Data records
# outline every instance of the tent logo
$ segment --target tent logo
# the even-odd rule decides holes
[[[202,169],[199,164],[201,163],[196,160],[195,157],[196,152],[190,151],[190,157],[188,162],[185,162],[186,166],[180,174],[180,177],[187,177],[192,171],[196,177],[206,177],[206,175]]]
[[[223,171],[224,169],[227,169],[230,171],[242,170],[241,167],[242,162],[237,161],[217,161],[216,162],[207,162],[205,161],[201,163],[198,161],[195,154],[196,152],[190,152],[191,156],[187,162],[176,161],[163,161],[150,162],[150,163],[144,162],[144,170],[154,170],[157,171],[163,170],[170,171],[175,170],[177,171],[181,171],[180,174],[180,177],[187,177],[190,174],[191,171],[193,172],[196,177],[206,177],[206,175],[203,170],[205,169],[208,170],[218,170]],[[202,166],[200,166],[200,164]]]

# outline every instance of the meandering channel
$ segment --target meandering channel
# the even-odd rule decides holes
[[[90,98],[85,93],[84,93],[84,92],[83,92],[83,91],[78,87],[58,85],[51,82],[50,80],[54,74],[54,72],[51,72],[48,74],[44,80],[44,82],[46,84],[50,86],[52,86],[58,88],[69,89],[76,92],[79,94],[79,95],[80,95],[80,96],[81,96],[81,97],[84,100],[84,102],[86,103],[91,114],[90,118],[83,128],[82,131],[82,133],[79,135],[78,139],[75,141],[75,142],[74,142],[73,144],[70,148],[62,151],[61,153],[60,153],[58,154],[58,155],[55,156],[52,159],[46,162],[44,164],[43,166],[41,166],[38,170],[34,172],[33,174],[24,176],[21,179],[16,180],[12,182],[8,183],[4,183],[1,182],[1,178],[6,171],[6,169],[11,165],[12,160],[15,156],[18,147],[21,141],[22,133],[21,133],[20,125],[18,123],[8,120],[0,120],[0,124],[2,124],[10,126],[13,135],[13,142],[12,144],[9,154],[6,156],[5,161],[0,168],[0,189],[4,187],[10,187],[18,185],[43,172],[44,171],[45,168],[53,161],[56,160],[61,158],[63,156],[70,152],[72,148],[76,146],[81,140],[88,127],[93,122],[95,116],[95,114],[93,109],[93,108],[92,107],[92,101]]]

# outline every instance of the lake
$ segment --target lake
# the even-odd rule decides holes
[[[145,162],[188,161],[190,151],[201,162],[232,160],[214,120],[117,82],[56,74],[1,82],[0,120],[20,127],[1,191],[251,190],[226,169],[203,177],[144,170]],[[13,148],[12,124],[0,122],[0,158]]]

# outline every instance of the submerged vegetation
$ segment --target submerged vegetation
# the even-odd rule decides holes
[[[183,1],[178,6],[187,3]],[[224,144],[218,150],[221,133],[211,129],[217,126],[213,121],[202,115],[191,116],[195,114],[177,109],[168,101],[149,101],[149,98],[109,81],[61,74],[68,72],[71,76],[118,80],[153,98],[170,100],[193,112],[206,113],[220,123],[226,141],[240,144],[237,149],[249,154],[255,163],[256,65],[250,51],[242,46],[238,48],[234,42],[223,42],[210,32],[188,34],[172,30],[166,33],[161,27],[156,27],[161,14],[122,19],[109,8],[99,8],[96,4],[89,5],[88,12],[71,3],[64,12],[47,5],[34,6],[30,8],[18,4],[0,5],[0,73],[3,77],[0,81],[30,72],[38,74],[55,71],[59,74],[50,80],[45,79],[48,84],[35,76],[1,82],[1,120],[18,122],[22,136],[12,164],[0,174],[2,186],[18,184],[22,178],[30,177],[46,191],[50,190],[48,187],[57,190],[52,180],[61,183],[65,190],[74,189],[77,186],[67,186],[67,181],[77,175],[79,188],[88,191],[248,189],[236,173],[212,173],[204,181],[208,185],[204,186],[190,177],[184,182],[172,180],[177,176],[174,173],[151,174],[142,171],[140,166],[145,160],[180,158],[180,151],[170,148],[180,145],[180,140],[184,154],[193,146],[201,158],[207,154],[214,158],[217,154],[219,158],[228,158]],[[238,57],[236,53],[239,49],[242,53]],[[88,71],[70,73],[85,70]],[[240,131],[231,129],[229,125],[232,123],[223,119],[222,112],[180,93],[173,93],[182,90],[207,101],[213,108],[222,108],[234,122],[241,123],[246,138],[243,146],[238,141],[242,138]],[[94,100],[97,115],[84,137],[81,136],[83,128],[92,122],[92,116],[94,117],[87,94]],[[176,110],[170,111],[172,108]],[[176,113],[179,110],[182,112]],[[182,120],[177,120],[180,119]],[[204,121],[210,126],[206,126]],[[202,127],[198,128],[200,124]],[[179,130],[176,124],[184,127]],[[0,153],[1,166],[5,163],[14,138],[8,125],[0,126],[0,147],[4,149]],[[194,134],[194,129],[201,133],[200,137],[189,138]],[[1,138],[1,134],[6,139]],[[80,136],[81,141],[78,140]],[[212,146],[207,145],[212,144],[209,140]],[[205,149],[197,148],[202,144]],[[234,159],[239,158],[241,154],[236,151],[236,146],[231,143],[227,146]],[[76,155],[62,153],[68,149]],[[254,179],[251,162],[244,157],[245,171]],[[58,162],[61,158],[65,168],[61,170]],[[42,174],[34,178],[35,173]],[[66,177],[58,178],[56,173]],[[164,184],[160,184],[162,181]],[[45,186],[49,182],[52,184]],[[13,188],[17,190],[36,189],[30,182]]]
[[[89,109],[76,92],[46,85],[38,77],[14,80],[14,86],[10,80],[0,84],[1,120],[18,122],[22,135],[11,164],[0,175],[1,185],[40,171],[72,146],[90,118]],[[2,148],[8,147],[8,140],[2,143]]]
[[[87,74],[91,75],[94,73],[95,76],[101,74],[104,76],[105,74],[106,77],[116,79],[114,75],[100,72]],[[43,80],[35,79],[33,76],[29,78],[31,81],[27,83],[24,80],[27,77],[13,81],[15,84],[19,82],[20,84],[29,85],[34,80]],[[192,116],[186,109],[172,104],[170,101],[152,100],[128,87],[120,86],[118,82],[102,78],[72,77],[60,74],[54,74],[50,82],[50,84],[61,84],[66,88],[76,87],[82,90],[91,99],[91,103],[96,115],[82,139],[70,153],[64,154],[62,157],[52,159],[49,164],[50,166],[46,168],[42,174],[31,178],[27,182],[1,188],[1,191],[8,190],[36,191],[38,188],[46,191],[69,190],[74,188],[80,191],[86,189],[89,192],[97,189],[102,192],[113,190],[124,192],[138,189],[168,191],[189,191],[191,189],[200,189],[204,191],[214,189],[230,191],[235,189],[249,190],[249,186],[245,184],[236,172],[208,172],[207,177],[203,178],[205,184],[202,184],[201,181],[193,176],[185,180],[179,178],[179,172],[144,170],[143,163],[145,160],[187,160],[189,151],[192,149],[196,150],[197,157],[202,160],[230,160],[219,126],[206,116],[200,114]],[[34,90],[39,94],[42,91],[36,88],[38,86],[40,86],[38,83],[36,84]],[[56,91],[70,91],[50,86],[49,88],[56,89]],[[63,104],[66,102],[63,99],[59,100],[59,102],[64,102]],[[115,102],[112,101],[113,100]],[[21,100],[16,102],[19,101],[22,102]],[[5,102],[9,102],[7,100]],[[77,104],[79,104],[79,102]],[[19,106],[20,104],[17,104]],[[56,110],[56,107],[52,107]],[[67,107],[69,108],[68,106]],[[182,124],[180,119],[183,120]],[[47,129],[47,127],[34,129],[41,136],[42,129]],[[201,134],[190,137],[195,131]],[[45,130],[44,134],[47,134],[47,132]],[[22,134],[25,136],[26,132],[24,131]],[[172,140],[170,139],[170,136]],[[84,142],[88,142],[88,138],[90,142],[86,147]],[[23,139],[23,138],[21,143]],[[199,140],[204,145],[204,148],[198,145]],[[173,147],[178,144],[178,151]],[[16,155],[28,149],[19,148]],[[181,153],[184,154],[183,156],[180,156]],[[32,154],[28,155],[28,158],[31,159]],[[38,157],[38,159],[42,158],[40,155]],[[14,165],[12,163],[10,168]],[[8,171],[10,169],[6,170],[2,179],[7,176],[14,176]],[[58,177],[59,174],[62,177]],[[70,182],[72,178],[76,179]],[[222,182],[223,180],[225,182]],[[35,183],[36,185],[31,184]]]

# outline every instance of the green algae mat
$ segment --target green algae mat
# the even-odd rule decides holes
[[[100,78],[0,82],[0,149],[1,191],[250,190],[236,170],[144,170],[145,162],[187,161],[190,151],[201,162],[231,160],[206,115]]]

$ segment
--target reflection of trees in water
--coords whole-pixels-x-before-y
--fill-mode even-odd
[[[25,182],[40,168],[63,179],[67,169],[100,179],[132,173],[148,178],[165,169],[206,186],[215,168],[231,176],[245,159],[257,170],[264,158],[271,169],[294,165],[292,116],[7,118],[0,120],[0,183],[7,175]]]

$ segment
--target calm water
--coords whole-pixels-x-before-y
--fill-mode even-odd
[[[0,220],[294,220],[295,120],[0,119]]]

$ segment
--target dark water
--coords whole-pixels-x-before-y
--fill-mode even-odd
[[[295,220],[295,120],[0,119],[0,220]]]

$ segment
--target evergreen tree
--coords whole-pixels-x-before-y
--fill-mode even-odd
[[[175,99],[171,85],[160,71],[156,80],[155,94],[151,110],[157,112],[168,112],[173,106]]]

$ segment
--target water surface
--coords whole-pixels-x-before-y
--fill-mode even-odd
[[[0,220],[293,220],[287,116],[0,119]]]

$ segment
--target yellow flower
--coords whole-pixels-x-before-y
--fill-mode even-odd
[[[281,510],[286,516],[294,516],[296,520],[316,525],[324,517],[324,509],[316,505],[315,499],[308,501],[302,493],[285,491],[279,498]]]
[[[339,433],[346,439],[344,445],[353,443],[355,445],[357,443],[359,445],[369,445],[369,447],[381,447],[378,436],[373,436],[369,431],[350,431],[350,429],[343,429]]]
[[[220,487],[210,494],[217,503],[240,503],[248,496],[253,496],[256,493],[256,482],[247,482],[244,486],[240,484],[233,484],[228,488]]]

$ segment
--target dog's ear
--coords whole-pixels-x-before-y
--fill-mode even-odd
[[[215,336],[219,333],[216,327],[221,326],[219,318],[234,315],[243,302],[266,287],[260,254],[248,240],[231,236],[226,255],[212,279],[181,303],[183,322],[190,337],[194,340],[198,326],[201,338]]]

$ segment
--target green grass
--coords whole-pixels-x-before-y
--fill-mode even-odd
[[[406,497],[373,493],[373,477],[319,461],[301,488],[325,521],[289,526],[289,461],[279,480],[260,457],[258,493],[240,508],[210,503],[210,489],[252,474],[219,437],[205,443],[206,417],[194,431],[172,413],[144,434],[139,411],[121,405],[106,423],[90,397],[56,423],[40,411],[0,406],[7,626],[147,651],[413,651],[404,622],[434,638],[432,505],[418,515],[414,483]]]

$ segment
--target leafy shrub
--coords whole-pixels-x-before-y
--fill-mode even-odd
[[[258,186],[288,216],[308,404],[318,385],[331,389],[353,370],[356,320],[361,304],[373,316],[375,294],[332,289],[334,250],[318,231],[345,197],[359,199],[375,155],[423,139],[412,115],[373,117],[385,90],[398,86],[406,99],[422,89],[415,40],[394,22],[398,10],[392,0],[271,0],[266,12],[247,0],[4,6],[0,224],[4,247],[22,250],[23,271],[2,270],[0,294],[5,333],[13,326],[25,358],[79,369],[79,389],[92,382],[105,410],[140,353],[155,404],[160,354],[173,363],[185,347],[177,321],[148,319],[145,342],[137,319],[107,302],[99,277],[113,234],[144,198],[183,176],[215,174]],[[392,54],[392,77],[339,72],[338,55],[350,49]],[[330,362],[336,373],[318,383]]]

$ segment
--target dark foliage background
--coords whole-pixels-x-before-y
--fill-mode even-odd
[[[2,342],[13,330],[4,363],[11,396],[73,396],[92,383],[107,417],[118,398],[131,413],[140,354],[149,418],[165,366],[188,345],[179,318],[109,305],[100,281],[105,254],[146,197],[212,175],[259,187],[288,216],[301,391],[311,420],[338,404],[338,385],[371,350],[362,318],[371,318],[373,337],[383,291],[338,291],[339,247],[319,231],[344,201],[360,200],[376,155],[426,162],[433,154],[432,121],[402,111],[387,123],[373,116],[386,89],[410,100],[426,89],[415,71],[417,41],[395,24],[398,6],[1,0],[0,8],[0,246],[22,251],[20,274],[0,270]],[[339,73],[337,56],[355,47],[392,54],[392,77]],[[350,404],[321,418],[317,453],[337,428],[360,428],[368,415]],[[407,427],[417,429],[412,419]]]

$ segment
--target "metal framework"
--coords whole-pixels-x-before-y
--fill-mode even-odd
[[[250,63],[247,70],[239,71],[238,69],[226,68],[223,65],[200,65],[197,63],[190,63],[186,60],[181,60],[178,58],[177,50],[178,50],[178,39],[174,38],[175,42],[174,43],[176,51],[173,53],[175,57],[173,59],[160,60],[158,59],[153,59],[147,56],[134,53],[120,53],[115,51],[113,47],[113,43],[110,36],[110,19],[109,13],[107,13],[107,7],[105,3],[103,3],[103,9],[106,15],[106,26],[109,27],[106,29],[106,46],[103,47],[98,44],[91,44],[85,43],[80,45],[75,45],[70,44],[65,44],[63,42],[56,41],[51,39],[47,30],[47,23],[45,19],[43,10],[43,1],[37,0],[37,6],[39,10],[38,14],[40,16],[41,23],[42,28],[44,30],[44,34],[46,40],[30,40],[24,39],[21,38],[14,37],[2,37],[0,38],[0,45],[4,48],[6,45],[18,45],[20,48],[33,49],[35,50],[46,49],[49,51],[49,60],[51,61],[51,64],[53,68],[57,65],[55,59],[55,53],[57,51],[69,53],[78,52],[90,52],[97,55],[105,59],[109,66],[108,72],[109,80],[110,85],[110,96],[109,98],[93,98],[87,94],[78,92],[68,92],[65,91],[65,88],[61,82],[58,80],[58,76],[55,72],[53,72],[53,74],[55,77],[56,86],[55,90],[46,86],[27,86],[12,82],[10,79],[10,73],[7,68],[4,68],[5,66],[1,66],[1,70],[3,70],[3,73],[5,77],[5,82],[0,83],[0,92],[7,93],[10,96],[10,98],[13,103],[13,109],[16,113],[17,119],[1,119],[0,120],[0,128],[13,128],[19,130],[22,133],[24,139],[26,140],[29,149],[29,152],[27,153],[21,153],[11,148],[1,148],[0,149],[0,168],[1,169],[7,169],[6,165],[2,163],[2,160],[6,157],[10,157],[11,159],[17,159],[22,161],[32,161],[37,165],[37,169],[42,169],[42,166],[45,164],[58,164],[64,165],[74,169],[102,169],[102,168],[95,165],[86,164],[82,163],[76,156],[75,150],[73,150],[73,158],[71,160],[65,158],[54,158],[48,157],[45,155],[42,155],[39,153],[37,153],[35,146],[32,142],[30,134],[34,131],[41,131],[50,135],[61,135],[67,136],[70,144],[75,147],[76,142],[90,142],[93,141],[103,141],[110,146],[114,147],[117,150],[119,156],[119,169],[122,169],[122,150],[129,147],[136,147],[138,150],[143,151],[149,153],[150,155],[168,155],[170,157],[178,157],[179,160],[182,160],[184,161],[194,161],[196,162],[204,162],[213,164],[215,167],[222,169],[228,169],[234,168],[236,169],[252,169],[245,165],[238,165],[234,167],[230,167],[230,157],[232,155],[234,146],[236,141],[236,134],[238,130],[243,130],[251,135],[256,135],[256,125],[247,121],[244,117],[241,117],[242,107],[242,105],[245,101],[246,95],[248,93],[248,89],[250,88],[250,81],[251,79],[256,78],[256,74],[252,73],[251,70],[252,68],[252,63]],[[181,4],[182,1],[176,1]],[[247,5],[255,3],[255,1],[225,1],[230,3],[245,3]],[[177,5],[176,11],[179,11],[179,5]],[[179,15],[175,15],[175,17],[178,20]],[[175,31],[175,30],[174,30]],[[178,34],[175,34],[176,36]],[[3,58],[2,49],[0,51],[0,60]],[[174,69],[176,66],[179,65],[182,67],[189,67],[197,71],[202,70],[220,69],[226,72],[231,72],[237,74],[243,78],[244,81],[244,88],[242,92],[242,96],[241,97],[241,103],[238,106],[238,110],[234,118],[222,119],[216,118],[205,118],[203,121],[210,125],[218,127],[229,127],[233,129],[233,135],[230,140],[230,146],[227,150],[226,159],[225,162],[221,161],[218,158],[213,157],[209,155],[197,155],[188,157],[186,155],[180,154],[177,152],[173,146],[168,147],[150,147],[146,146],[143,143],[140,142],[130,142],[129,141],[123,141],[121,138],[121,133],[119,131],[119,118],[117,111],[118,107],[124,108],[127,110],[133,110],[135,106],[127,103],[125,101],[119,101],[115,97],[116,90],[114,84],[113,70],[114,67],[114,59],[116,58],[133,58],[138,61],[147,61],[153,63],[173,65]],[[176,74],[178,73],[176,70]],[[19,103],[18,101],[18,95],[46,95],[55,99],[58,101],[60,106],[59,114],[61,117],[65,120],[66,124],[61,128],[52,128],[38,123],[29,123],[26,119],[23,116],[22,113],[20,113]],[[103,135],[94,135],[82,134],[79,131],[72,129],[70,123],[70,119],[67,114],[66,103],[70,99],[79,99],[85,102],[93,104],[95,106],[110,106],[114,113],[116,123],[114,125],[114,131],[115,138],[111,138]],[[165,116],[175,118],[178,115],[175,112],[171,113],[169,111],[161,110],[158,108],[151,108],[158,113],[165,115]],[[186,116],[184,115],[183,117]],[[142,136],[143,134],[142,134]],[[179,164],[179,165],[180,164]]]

Given task
Locate each line of the listing above that contains the string "meandering", and copy those lines out.

Complete answer
# outline every instance of the meandering channel
$ segment --target meandering channel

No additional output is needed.